**BRIEF**. Word for word, the data below must be repeated in full; no picture is to be included.

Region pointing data
····················

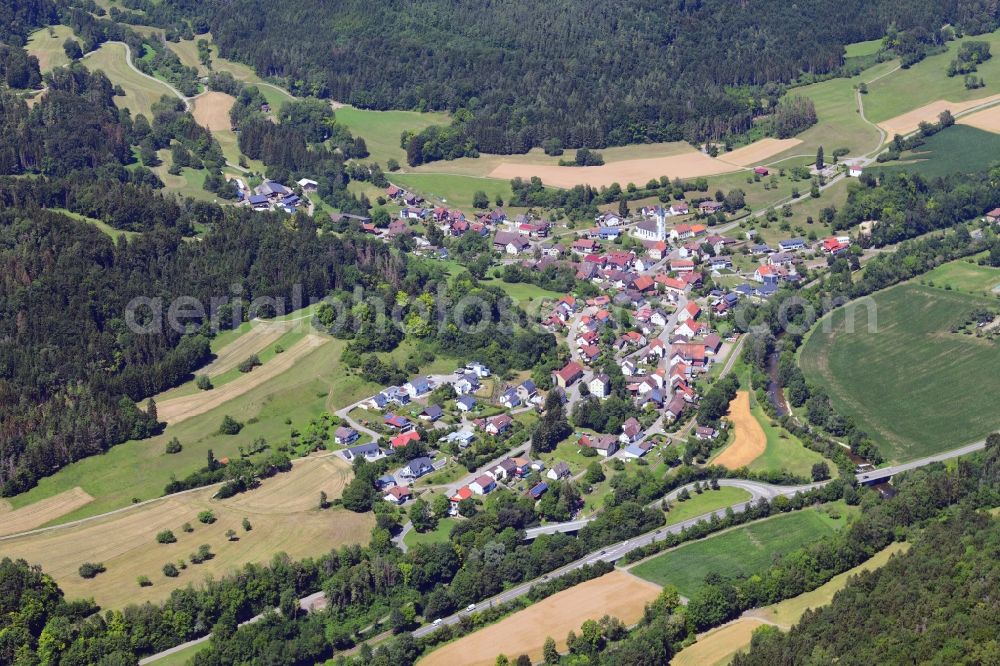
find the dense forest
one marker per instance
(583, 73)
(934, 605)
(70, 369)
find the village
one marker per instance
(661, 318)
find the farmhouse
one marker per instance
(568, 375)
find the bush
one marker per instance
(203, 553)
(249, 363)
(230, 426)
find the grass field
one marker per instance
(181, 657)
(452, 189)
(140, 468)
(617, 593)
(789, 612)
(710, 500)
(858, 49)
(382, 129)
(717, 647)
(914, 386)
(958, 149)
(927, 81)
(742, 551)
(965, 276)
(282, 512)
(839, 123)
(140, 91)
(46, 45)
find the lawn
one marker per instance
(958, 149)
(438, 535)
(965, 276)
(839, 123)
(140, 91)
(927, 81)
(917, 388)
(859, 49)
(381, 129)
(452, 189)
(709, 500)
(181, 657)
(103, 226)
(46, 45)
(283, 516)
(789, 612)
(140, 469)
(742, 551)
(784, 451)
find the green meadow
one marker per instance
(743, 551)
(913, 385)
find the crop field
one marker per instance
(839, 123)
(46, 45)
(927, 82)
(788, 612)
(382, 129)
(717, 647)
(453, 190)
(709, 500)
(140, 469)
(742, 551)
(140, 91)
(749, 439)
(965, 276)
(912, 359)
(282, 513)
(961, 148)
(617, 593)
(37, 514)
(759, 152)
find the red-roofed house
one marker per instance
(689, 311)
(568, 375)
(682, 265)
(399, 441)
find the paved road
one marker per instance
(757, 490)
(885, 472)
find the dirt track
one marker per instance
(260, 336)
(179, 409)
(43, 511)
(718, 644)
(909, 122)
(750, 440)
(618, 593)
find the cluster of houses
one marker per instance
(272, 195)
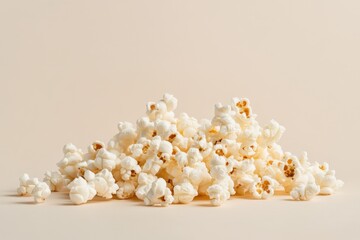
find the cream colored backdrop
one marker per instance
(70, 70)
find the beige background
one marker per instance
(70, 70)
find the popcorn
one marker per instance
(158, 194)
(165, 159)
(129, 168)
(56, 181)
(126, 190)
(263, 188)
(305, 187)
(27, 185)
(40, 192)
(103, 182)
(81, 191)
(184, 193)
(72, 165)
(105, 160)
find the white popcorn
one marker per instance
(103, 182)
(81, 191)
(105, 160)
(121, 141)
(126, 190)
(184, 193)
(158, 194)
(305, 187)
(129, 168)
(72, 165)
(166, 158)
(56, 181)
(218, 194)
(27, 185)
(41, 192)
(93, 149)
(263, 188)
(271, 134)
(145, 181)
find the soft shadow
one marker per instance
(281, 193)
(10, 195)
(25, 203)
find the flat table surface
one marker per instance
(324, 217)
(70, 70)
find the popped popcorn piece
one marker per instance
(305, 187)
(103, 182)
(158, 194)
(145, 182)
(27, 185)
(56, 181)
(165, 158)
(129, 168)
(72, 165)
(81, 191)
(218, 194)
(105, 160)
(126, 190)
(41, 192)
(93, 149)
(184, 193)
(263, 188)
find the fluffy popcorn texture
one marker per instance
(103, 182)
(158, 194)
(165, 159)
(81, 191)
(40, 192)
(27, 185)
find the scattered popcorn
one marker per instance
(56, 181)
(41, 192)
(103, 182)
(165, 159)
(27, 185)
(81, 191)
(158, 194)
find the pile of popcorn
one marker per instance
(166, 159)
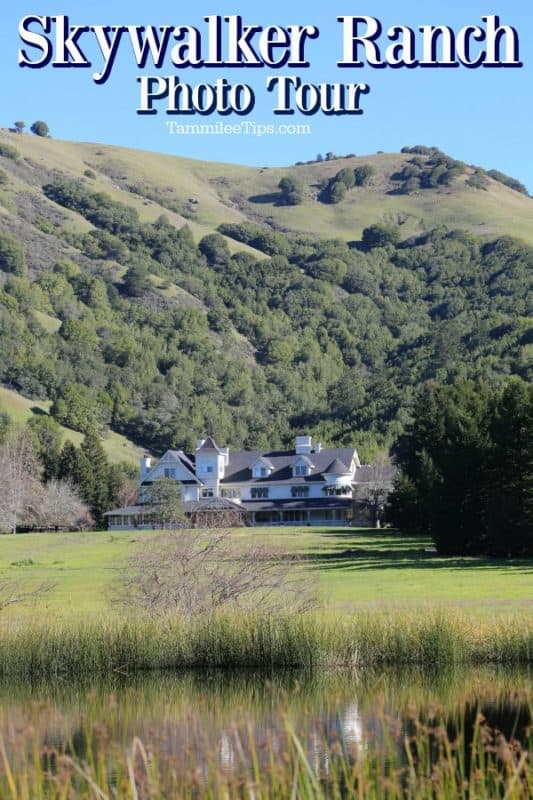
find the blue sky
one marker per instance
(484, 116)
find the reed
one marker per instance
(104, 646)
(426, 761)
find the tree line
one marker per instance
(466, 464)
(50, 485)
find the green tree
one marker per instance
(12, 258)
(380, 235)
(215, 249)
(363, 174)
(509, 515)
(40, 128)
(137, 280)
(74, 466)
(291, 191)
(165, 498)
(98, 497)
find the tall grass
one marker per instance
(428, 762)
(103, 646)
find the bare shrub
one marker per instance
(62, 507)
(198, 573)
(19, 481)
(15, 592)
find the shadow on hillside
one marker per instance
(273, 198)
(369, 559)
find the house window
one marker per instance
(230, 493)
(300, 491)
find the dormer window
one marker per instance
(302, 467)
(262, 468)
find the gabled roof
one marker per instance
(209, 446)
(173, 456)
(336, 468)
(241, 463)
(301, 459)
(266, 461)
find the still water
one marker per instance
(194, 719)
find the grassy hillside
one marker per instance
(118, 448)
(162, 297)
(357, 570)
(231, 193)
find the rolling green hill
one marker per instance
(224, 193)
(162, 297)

····················

**RESPONSE BELOW**.
find the dense forest
one marker per instance
(583, 73)
(934, 605)
(70, 369)
find the village
one marker per instance
(661, 318)
find the farmhouse
one marker per instance
(568, 375)
find the bush
one marker per instance
(203, 553)
(249, 363)
(230, 426)
find the grass field
one marker per instance
(181, 657)
(452, 189)
(140, 468)
(617, 593)
(789, 612)
(710, 500)
(858, 49)
(382, 129)
(717, 647)
(914, 386)
(958, 149)
(927, 81)
(742, 551)
(965, 276)
(282, 512)
(839, 123)
(140, 91)
(46, 45)
find the lawn
one marker per instance
(958, 149)
(438, 535)
(965, 276)
(839, 123)
(140, 91)
(927, 81)
(917, 388)
(859, 49)
(381, 129)
(452, 189)
(709, 500)
(181, 657)
(103, 226)
(46, 45)
(283, 516)
(789, 612)
(140, 469)
(742, 551)
(784, 451)
find the green meadow
one marker per instance
(743, 551)
(913, 385)
find the crop field
one marker per instance
(839, 123)
(46, 45)
(927, 82)
(788, 612)
(382, 129)
(717, 647)
(453, 190)
(709, 500)
(140, 469)
(742, 551)
(140, 91)
(749, 439)
(965, 276)
(912, 359)
(282, 513)
(961, 148)
(617, 593)
(37, 514)
(759, 152)
find the red-roofed house
one marker per instance
(689, 311)
(568, 375)
(682, 265)
(399, 441)
find the paved road
one marker per instance
(757, 490)
(885, 472)
find the dirt track
one marker per instance
(260, 336)
(179, 409)
(43, 511)
(718, 644)
(909, 122)
(750, 440)
(618, 593)
find the cluster of houses
one marker per instance
(272, 195)
find the cream colored backdrop
one marker per instance
(70, 70)
find the beige background
one marker per instance
(70, 70)
find the popcorn
one marker per instance
(158, 194)
(165, 159)
(129, 168)
(56, 181)
(126, 190)
(263, 188)
(305, 187)
(27, 185)
(40, 192)
(103, 182)
(81, 191)
(184, 193)
(72, 165)
(105, 160)
find the white popcorn
one marker per instance
(103, 182)
(81, 191)
(105, 160)
(121, 141)
(126, 190)
(184, 193)
(158, 194)
(305, 187)
(129, 168)
(72, 165)
(166, 158)
(56, 181)
(218, 194)
(27, 185)
(41, 192)
(93, 149)
(263, 188)
(271, 134)
(145, 181)
find the soft shadow
one marker per instance
(281, 193)
(10, 195)
(25, 203)
find the flat table surface
one marker per instance
(324, 217)
(70, 70)
find the popped popcorn piece
one marker per instance
(305, 187)
(103, 182)
(158, 194)
(145, 182)
(27, 185)
(56, 181)
(165, 158)
(129, 168)
(72, 165)
(81, 191)
(218, 194)
(105, 160)
(126, 190)
(41, 192)
(93, 149)
(184, 193)
(263, 188)
find the fluffy popcorn texture
one marker per instance
(103, 182)
(158, 194)
(165, 159)
(81, 191)
(40, 192)
(27, 185)
find the scattered popcorn
one marker per instance
(56, 181)
(41, 192)
(103, 182)
(165, 159)
(27, 185)
(81, 191)
(158, 194)
find the pile of popcorn
one marker per instance
(166, 159)
find the blue sky
one marker per instance
(484, 116)
find the reed
one marker per instance
(104, 646)
(426, 761)
find the tree line
one marker per instance
(466, 464)
(50, 485)
find the green tree
one marker per instance
(12, 258)
(380, 235)
(215, 249)
(363, 174)
(509, 515)
(40, 128)
(137, 280)
(74, 466)
(291, 191)
(165, 498)
(98, 497)
find the tall grass
one marker per instance
(428, 762)
(103, 646)
find the bare shrub
one marker per instance
(62, 507)
(198, 573)
(19, 481)
(15, 592)
find the shadow on hillside
one marker per instance
(273, 198)
(369, 559)
find the house window
one marker per instance
(230, 493)
(300, 491)
find the dormer window
one marker per instance
(302, 467)
(262, 468)
find the gabled roof
one marker per instance
(209, 446)
(173, 456)
(336, 468)
(241, 463)
(301, 459)
(266, 461)
find the still water
one marker per instance
(194, 719)
find the grassy hillside
one marker per instance
(118, 448)
(162, 297)
(357, 570)
(231, 193)
find the rolling green hill
one marker per instance
(224, 193)
(162, 297)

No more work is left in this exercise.